§ SOURCE EXTRACT
= Beginning of Section =

Teaching AI to perceive the world as humans do could change how machines understand reality.
In the field of artificial intelligence, performance has long been the benchmark. Bigger models, larger benchmarks, higher accuracy. But what if we’re chasing the wrong kind of progress? Dr. Lukas Muttenthaler earned his PhD in the Machine Learning (ML) Group at BIFOLD/TU Berlin in April 2025 with summa cum laude. Today, he is a senior machine learning research scientist at Aignostics and a part-time postdoctoral researcher at TU Munich’s Explainable Machine Learning Group. He believes the next leap in AI is not just about performance but about perspective.
My goal is to develop vision foundation models that can handle unfamiliar data, known in machine learning as out-of-distribution data, much like how the human brain adapts to unfamiliar situations. This is crucial for real-world applications such as autonomous driving or medical diagnostics, where both reliability and transparency are key.
This growing research domain, so called representational alignment, sits at the intersection of computer vision and cognitive science. It's not just a technical problem, but also a philosophical one: how can we design machines whose internal representations of the world mirror the way humans intuitively perceive and reason about their environment? One promising approach lies in looking inward: Towards how human brains drive decisions.

= End of Section =

§ ASSIGNMENT
From the passage on representational alignment, list every university, company, institute or research group named in connection with Lukas Muttenthaler. The items that follow were taken from a different source than the passage above.

§ SUPPLIED RECORDS
= Beginning of Section =

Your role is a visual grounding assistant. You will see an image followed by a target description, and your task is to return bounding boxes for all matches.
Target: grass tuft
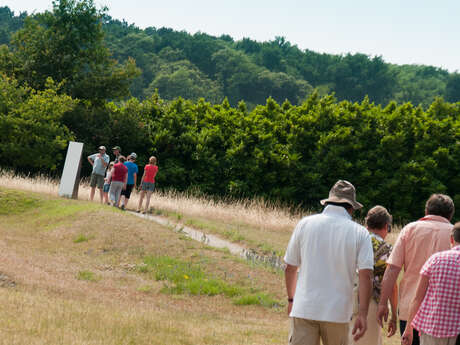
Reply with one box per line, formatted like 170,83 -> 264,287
139,256 -> 243,297
0,189 -> 41,215
77,271 -> 100,282
73,234 -> 89,243
233,293 -> 280,308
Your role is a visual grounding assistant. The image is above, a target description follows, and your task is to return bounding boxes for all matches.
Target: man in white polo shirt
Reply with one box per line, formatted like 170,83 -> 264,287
284,180 -> 374,345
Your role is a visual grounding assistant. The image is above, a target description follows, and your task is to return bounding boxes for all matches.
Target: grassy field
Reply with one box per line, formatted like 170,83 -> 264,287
0,174 -> 398,345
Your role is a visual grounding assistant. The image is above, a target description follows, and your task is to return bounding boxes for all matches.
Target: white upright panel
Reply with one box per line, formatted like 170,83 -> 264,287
59,141 -> 83,199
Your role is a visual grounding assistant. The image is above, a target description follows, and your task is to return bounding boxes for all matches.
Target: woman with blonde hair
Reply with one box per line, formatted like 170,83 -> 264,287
137,156 -> 158,213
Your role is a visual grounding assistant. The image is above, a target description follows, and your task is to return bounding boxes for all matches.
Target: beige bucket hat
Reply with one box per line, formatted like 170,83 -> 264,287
320,180 -> 363,210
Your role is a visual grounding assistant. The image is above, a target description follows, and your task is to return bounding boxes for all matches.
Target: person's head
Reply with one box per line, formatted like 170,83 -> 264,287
450,222 -> 460,247
366,205 -> 393,238
128,152 -> 137,162
112,146 -> 121,156
425,194 -> 455,220
320,180 -> 363,214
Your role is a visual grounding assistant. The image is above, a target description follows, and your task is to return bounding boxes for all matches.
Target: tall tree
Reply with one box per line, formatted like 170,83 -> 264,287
4,0 -> 138,101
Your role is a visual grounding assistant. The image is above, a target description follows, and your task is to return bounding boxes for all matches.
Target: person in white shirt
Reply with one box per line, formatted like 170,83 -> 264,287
284,180 -> 374,345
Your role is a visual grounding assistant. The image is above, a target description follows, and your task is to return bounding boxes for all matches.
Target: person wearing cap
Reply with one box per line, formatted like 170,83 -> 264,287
349,205 -> 398,345
121,152 -> 139,210
112,146 -> 121,164
377,194 -> 455,345
284,180 -> 374,345
88,146 -> 110,203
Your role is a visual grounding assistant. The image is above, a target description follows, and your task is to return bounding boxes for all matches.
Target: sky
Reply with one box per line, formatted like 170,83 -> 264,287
0,0 -> 460,72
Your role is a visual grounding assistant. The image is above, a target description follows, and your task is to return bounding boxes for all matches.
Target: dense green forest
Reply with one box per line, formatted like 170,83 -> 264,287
0,3 -> 460,109
0,0 -> 460,219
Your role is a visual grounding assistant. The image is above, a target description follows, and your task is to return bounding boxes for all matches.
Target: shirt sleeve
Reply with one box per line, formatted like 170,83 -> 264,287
284,221 -> 304,267
358,229 -> 374,270
387,228 -> 407,268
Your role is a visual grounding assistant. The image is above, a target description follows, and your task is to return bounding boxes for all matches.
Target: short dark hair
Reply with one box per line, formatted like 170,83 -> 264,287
425,194 -> 455,220
452,222 -> 460,243
326,201 -> 354,211
366,205 -> 393,229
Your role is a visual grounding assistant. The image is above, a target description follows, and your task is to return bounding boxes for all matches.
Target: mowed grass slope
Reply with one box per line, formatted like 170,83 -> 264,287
0,187 -> 288,345
0,173 -> 400,345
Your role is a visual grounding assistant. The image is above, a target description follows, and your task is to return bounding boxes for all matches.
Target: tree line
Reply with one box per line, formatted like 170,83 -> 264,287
0,1 -> 460,109
0,0 -> 460,219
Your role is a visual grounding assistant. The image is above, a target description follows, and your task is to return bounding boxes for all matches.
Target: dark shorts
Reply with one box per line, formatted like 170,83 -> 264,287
89,174 -> 104,189
121,184 -> 134,199
141,182 -> 155,192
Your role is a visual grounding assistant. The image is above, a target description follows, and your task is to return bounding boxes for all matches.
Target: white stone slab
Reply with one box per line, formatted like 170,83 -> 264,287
59,141 -> 83,199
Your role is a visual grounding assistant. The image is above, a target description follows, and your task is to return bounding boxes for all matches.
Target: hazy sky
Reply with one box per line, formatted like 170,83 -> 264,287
0,0 -> 460,72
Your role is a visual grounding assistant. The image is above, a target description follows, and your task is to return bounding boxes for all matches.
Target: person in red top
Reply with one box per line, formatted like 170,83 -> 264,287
402,222 -> 460,345
137,156 -> 158,212
109,156 -> 128,207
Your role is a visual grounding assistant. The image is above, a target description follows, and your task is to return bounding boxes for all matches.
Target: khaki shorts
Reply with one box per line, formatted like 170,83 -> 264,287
89,174 -> 104,189
420,332 -> 457,345
289,317 -> 348,345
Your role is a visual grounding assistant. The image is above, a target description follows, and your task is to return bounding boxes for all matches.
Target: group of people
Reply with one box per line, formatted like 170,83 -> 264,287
284,180 -> 460,345
88,146 -> 158,212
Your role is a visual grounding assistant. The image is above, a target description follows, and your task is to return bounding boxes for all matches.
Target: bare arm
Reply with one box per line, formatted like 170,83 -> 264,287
401,275 -> 429,345
377,265 -> 401,327
352,269 -> 372,341
388,284 -> 398,337
284,264 -> 297,315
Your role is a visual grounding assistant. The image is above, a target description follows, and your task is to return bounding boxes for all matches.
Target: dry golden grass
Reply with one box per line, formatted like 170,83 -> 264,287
0,173 -> 406,345
0,187 -> 287,344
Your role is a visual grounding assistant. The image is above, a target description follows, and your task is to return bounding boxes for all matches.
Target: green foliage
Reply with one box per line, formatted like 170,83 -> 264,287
141,256 -> 243,297
233,293 -> 279,308
77,271 -> 100,282
73,234 -> 89,243
3,0 -> 138,101
0,4 -> 460,108
0,74 -> 76,171
139,256 -> 279,308
0,188 -> 40,215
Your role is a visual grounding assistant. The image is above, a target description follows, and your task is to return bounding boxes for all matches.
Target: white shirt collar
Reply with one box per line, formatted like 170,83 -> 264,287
323,205 -> 351,219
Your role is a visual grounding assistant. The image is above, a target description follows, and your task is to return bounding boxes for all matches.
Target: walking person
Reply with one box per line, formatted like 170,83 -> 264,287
402,223 -> 460,345
88,146 -> 110,203
284,180 -> 374,345
112,146 -> 121,164
350,206 -> 398,345
137,156 -> 158,212
377,194 -> 454,345
109,156 -> 128,207
121,152 -> 139,210
102,162 -> 115,204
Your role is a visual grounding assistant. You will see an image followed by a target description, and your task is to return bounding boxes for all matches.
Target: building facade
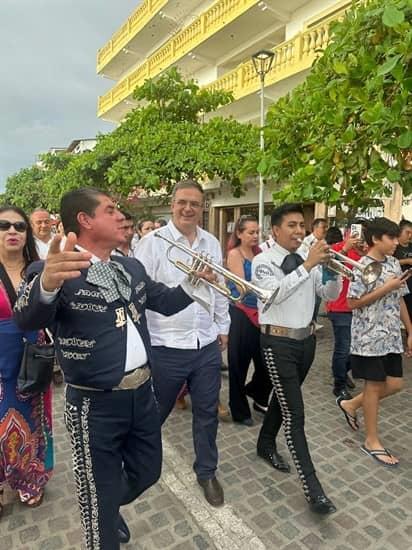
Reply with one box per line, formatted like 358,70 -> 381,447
97,0 -> 402,242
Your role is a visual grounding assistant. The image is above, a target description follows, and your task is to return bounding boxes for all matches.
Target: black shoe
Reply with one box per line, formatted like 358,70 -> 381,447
306,495 -> 336,516
117,514 -> 130,544
253,401 -> 268,414
346,374 -> 356,390
233,418 -> 254,428
257,449 -> 290,473
333,388 -> 352,401
197,477 -> 225,506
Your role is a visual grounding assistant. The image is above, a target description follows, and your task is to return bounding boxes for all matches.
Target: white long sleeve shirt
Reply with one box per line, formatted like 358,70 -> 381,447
252,243 -> 342,328
135,221 -> 230,349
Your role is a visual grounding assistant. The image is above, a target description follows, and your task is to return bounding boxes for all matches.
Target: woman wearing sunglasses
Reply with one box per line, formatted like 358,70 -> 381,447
0,206 -> 53,516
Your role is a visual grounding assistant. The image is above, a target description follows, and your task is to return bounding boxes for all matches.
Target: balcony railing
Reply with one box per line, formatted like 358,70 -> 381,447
98,0 -> 345,116
97,0 -> 167,73
98,0 -> 259,116
205,10 -> 338,99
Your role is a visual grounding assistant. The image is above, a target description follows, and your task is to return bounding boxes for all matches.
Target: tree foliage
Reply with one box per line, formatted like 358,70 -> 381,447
6,68 -> 259,209
259,0 -> 412,208
3,165 -> 48,212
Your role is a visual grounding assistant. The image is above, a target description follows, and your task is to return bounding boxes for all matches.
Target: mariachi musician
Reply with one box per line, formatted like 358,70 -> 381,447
15,188 -> 212,550
252,204 -> 341,514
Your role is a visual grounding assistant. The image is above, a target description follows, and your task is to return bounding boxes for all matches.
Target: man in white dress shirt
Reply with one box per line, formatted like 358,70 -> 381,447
252,204 -> 341,514
136,180 -> 230,506
30,208 -> 52,260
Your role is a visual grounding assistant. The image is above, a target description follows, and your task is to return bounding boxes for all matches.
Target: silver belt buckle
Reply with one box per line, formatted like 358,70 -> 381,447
113,367 -> 150,390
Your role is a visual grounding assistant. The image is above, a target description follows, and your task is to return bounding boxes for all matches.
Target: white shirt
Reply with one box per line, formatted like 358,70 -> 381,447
40,245 -> 147,372
302,233 -> 318,248
34,237 -> 52,260
252,243 -> 342,328
135,221 -> 230,349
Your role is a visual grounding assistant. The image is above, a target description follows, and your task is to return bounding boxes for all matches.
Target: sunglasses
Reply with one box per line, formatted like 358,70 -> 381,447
0,220 -> 27,233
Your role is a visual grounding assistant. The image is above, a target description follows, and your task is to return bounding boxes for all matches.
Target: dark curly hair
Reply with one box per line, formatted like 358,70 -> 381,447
0,204 -> 40,276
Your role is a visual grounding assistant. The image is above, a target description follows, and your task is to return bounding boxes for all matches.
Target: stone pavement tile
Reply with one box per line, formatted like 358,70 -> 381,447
19,525 -> 40,544
301,533 -> 325,550
346,531 -> 373,550
38,535 -> 64,550
0,535 -> 14,550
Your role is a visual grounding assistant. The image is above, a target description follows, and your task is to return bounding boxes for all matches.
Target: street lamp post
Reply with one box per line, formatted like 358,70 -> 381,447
252,50 -> 275,237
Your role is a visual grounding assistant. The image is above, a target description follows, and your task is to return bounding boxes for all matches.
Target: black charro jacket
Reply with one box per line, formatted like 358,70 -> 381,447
14,256 -> 192,389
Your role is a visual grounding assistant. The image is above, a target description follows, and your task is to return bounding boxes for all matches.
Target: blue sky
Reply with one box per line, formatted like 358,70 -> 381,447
0,0 -> 139,192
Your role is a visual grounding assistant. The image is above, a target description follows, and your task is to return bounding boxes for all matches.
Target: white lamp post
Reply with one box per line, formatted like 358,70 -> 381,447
252,50 -> 275,237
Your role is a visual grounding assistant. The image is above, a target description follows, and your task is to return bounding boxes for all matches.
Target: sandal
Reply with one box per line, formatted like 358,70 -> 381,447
19,491 -> 44,508
361,445 -> 399,468
336,395 -> 359,432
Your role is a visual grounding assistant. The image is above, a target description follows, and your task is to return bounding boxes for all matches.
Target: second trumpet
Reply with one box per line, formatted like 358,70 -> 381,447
155,231 -> 278,311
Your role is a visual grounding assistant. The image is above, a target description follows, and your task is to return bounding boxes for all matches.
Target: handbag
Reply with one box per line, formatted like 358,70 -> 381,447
0,263 -> 55,393
17,341 -> 55,393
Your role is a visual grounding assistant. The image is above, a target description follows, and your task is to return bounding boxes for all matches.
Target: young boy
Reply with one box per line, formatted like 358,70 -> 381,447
336,218 -> 412,468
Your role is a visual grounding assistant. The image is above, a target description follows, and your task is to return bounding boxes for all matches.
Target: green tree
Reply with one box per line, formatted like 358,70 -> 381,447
259,0 -> 412,213
7,68 -> 259,209
4,165 -> 48,213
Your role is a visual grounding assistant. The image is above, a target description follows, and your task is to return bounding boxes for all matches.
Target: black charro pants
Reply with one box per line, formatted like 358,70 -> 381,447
65,380 -> 162,550
257,335 -> 322,496
227,306 -> 272,421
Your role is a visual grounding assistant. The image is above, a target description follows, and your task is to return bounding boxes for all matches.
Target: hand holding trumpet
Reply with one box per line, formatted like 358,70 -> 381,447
303,241 -> 332,271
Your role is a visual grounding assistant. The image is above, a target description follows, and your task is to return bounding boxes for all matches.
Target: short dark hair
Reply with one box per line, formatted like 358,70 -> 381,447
364,218 -> 400,246
60,187 -> 111,236
137,218 -> 153,231
0,204 -> 39,276
270,202 -> 303,226
311,218 -> 328,231
399,219 -> 412,231
172,179 -> 205,201
120,210 -> 133,222
325,225 -> 342,245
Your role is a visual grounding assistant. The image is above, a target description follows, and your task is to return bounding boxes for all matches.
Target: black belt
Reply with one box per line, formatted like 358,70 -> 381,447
260,323 -> 315,340
67,363 -> 151,392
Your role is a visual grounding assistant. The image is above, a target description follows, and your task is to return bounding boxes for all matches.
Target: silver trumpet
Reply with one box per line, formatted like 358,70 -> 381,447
154,231 -> 278,311
299,239 -> 382,285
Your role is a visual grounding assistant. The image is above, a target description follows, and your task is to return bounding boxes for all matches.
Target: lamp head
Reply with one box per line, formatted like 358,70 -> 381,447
252,50 -> 275,77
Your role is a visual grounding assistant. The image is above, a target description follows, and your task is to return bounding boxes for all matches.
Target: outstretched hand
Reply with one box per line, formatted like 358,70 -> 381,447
41,233 -> 92,292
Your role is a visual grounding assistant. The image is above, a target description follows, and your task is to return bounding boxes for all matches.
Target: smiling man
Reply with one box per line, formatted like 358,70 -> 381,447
15,188 -> 211,550
136,180 -> 230,506
30,208 -> 52,260
252,204 -> 341,514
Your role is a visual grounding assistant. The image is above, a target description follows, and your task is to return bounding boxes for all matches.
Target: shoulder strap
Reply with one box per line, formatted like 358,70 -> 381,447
0,262 -> 17,308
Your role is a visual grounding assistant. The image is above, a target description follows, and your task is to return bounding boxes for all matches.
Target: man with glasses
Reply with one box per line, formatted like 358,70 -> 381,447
30,208 -> 52,260
136,180 -> 230,506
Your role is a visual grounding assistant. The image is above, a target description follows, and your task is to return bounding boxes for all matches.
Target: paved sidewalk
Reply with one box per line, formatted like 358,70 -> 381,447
0,319 -> 412,550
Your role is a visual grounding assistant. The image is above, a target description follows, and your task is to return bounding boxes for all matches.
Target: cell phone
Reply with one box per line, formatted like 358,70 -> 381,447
350,223 -> 362,239
401,267 -> 412,279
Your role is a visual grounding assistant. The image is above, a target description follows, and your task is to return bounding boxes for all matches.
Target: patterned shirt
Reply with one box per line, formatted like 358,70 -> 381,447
348,256 -> 408,357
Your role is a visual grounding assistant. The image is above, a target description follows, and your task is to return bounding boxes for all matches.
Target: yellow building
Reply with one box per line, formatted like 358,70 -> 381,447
97,0 -> 406,240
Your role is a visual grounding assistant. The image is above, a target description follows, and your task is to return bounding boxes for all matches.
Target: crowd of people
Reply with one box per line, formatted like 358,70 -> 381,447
0,180 -> 412,550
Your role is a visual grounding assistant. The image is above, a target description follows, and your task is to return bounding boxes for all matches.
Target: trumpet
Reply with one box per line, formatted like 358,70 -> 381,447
299,239 -> 382,285
154,231 -> 278,312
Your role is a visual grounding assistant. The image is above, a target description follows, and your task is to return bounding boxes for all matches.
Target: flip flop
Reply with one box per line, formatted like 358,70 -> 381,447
336,395 -> 359,432
361,445 -> 399,468
19,491 -> 44,508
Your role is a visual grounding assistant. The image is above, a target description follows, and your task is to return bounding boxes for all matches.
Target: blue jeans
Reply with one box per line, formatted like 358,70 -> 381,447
328,311 -> 352,391
152,340 -> 222,479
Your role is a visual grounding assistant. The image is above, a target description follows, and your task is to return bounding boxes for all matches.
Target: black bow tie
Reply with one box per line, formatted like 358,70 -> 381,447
280,252 -> 305,275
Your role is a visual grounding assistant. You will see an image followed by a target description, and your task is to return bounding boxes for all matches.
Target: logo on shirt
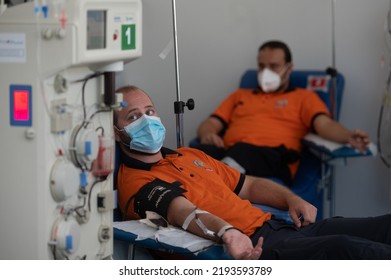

= End of Section =

§ OUTPUT BELOW
- Machine Learning (ML) Group
- BIFOLD
- TU Berlin
- Aignostics
- TU Munich
- Explainable Machine Learning Group